**CONSIGNE 1:** Quelles lignes des enregistrements contiennent le mot « blue » ? Relevez-les toutes.

Portrait

Thibaud Rolland garde la pulsation

Rencontre avec le nouveau directeur de Nancy Jazz Pulsations, successeur de Patrick Kader.


Il est jeune, connaît bien Nancy Jazz Pulsations pour y avoir déjà travaillé. Il relève ce défi important : prendre la tête d’un des plus importants festivals de France dirigé pendant près de 40 ans par le même directeur, Patrick Kader. Nous l’avons rencontré pour en savoir un peu plus.

- Thibaud Rolland, qui êtes vous ?

J’ai 31 ans. J’ai commencé à me passionner pour la musique grâce à des études au Conservatoire où je pratiquais le saxophone. J’ai intégré le cursus jazz avant de suivre des études de gestion, puis des études culturelles à Metz. C’est là que j’ai découvert le festival et ce mélange passionnant de jazz et d’autres genres musicaux, ce bel équilibre. Pendant une période de stage, j’ai créé à Reims une association qui s’appelle Velours pour produire des concerts plutôt « musiques actuelles » en mêlant différents genres : un festival de hip-hop, un autre qui confronte les pratiques artistiques et actuelles, comme les arts numériques, au patrimoine historique. Nous tenons aussi une guinguette.

**CONSIGNE 2:** Recopiez mot pour mot le passage de l'extrait consacré à Thibaud Rolland, en partant des mots « J’ai 31 ans. » et en vous arrêtant après « aussi une guinguette. ».

**ENREGISTREMENTS FOURNIS:**
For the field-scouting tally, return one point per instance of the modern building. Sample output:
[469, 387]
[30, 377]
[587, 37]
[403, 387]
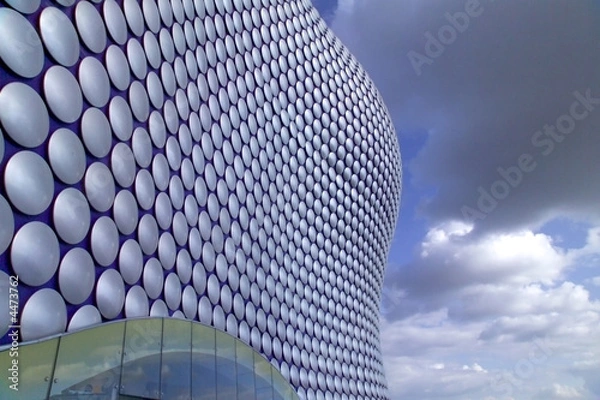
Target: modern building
[197, 199]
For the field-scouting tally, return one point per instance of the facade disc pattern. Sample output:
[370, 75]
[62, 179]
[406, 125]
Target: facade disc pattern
[224, 161]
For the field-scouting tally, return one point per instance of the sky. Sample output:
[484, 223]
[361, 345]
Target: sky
[493, 288]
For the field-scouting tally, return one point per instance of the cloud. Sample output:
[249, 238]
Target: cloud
[464, 318]
[514, 70]
[486, 304]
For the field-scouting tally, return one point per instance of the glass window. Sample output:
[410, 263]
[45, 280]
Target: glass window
[32, 366]
[226, 367]
[204, 379]
[141, 358]
[262, 371]
[176, 360]
[89, 363]
[281, 388]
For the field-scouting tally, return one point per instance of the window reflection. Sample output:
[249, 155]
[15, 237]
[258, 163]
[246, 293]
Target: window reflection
[176, 365]
[89, 362]
[141, 359]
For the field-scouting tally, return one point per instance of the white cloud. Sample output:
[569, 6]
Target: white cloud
[480, 294]
[490, 304]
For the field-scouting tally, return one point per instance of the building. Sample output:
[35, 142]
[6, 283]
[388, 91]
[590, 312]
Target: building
[226, 162]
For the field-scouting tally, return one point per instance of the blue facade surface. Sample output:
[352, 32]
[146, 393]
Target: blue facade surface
[221, 161]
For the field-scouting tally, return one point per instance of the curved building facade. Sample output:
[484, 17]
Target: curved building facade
[227, 162]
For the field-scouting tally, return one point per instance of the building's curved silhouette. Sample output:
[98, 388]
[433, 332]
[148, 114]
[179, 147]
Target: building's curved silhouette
[223, 161]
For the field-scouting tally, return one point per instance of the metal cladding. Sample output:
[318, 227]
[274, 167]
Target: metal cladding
[225, 161]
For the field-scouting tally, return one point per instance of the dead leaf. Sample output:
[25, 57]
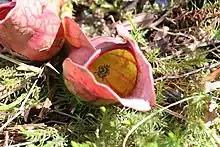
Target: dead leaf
[211, 113]
[45, 108]
[142, 20]
[214, 75]
[211, 86]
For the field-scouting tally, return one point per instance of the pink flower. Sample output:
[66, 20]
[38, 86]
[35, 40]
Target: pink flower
[103, 70]
[32, 28]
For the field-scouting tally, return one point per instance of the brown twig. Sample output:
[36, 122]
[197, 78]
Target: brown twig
[188, 73]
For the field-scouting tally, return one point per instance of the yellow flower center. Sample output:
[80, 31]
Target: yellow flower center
[117, 69]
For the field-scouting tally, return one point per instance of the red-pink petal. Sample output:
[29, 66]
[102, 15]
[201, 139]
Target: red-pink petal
[32, 28]
[83, 83]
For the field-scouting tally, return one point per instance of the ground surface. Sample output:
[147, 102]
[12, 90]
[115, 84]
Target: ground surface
[186, 68]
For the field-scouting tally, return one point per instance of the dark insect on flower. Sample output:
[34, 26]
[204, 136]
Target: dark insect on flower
[103, 71]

**RÉPONSE RÉDIGÉE 1:**
For the field-scouting tally, return one point per instance of the blue facade surface. Sample output:
Target: blue facade surface

**RÉPONSE RÉDIGÉE 2:**
J’ai 31 ans. J’ai commencé à me passionner pour la musique grâce à des études au Conservatoire où je pratiquais le saxophone. J’ai intégré le cursus jazz avant de suivre des études de gestion, puis des études culturelles à Metz. C’est là que j’ai découvert le festival et ce mélange passionnant de jazz et d’autres genres musicaux, ce bel équilibre. Pendant une période de stage, j’ai créé à Reims une association qui s’appelle Velours pour produire des concerts plutôt « musiques actuelles » en mêlant différents genres : un festival de hip-hop, un autre qui confronte les pratiques artistiques et actuelles, comme les arts numériques, au patrimoine historique. Nous tenons aussi une guinguette.